◆ **GIVEN INSTRUCTION**
Write out all the rows below again, requests included, and shift every bounding-box coordinate in the answers by -44. Leave the numbers in the requests and their format samples unchanged.

(Items listed in a dataset)
---
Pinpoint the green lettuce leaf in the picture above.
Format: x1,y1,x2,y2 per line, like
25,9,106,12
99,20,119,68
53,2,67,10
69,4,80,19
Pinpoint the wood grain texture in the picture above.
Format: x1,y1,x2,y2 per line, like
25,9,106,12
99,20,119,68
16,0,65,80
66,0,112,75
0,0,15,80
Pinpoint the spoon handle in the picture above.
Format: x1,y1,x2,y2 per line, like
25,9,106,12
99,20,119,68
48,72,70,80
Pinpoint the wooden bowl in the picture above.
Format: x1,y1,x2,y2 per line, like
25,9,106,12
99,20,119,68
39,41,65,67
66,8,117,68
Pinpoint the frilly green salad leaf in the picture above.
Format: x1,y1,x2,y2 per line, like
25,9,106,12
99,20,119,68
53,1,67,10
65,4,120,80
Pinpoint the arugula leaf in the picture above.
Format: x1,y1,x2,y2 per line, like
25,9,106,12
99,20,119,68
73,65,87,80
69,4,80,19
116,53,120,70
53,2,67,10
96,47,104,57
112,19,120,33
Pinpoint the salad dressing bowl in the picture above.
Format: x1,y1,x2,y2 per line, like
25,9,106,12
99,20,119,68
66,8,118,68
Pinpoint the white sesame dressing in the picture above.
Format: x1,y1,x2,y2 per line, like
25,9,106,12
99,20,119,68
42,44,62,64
---
◆ **WORKED SOLUTION**
Pinpoint the green lettuce leaf in the picture above.
Format: x1,y1,x2,y2 per line, like
25,9,106,12
99,20,119,68
9,-42,23,-34
25,-40,36,-25
Pinpoint the wood grain texture in the picture above.
Format: x1,y1,x2,y2 per line, like
25,9,106,12
99,20,119,68
-28,-44,21,36
22,-44,68,31
-44,-44,-29,36
Pinpoint the spoon handle in the picture above.
Format: x1,y1,x2,y2 per line, like
25,9,106,12
99,20,119,68
4,28,26,36
Pinpoint the wooden bowl in the picture above.
Format: x1,y1,x2,y2 per line, like
25,9,106,12
99,20,119,68
-5,-3,21,23
22,-36,73,24
Pinpoint the frilly green salad leaf in the picture above.
Format: x1,y1,x2,y2 per line, like
25,9,106,12
99,20,119,68
9,-43,23,-34
21,-40,76,36
Pinpoint the arugula leaf in the picture above.
Format: x1,y1,x2,y2 per line, like
25,9,106,12
99,20,119,68
29,21,43,36
25,-40,36,-25
72,9,76,26
9,-42,23,-34
52,3,60,13
68,-25,76,-11
Pinpoint the salad dressing bowl in the picture above.
Format: x1,y1,x2,y2 per line, like
25,9,106,12
99,20,119,68
22,-36,74,24
Pinpoint the white sesame dressing in the picture above.
Format: x1,y1,x2,y2 per line, like
25,9,106,12
99,20,119,68
-2,0,18,20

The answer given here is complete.